▶ Activity:
Find the lines in the listing below that include the word "tongue", and report how many there are, with nothing more.

▶ Recorded information:

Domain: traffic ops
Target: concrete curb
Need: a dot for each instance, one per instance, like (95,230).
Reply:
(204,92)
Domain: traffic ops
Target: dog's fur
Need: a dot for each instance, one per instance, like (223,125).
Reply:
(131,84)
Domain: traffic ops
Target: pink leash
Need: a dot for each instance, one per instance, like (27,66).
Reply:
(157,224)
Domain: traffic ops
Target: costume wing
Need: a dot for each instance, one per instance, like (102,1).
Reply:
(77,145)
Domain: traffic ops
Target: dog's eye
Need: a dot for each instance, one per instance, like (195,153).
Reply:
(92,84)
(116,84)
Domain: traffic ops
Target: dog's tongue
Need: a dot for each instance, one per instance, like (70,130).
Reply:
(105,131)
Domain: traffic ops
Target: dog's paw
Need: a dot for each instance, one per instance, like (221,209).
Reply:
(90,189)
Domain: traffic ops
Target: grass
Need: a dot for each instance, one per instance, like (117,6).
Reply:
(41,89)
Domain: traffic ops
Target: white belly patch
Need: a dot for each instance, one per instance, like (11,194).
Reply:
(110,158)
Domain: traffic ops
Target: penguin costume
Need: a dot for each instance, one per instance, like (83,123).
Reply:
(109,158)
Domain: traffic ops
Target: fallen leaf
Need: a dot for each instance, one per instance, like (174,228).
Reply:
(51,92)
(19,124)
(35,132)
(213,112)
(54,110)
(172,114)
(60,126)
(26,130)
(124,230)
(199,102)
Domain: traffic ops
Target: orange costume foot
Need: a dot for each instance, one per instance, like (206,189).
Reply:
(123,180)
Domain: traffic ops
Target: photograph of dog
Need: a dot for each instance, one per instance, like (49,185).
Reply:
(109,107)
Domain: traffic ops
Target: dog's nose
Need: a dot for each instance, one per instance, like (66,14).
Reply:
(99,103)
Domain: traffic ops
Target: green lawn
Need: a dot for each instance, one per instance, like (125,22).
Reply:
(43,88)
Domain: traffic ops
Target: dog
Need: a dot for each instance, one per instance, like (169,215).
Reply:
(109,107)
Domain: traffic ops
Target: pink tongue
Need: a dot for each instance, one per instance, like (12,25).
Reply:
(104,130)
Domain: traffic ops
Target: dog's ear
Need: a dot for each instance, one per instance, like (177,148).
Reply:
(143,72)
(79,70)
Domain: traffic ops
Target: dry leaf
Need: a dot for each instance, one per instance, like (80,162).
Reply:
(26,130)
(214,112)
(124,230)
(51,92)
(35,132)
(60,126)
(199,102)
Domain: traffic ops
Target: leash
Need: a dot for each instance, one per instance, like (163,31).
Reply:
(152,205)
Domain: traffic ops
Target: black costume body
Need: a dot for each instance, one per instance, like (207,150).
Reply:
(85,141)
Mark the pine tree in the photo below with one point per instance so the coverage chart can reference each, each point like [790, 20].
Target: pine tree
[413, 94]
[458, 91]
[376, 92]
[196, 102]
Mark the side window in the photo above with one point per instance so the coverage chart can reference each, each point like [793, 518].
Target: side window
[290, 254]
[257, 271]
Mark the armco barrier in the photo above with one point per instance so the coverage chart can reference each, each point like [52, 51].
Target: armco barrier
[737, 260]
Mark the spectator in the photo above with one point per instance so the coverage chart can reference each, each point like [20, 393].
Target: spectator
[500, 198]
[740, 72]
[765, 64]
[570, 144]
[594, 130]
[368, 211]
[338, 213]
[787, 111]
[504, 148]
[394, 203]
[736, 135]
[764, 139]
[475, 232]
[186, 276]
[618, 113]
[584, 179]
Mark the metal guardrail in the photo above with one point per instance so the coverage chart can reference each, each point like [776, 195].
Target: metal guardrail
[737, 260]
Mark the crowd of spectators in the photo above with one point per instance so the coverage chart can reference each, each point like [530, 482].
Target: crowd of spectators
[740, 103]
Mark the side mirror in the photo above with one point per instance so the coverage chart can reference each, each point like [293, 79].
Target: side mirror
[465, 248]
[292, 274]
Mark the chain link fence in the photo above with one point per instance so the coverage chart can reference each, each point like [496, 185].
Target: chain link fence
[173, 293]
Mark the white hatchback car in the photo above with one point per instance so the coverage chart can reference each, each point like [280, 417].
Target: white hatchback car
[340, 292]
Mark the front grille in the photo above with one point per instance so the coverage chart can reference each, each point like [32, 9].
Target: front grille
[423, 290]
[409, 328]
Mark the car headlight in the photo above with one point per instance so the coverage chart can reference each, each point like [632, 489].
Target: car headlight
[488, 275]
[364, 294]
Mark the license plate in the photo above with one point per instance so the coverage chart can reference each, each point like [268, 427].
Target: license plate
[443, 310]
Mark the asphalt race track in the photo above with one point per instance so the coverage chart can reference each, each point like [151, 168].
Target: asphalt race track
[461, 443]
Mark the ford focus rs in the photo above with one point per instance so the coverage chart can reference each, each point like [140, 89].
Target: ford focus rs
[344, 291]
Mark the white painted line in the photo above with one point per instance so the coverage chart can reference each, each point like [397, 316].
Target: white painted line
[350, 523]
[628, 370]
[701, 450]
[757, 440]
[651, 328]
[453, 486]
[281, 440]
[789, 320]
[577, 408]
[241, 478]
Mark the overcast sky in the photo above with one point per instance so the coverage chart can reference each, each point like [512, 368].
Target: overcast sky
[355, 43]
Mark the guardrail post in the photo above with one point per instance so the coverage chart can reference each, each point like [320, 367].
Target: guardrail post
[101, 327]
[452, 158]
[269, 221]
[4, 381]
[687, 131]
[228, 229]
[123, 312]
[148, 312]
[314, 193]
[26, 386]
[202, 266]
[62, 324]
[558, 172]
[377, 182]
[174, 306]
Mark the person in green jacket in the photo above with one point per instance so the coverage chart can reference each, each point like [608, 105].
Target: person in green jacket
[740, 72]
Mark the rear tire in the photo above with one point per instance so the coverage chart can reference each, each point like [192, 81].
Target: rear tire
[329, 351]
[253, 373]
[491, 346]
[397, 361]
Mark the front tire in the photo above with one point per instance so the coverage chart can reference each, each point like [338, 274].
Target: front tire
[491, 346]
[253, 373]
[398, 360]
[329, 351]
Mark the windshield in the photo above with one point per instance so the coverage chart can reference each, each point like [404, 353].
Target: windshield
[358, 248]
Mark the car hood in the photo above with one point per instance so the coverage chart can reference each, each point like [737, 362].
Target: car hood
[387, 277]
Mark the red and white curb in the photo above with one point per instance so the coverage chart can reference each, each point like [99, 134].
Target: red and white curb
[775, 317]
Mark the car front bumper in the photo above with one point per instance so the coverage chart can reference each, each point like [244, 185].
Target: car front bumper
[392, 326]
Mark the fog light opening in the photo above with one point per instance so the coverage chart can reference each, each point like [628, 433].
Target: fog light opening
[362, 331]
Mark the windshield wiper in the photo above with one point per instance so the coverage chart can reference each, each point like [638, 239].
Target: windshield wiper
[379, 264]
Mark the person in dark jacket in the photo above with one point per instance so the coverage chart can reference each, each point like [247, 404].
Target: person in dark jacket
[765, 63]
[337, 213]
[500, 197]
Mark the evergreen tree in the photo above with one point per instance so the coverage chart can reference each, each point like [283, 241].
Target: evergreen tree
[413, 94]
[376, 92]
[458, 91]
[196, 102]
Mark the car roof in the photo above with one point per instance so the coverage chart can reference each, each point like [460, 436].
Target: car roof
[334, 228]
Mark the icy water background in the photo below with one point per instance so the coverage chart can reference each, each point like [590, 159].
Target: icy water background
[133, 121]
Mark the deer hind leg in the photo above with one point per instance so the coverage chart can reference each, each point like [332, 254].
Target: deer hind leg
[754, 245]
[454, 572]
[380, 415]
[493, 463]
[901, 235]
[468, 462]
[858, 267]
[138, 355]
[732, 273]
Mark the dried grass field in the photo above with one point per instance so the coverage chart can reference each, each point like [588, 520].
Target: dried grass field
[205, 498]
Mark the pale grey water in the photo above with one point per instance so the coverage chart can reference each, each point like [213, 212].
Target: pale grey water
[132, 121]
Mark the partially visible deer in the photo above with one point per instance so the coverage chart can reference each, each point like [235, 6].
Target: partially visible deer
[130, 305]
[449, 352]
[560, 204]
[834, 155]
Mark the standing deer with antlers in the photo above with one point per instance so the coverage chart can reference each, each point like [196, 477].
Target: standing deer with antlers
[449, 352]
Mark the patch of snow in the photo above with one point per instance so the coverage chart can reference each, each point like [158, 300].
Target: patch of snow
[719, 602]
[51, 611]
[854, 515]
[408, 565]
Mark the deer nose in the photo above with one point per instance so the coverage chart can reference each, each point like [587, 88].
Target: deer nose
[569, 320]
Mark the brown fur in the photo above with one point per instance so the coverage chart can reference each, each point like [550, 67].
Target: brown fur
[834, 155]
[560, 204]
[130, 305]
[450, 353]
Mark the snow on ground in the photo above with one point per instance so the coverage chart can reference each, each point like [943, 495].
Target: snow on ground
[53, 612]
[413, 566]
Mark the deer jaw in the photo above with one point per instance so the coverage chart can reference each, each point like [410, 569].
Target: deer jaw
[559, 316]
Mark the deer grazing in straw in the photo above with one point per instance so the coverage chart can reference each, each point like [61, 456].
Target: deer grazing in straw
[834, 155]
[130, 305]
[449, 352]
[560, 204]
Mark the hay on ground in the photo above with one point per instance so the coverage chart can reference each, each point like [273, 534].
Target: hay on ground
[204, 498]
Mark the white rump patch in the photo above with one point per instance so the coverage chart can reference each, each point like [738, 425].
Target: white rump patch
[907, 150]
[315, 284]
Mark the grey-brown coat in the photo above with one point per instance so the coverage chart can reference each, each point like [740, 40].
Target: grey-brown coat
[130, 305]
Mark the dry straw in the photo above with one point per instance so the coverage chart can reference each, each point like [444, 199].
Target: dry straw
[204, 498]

▶ Response to the task:
2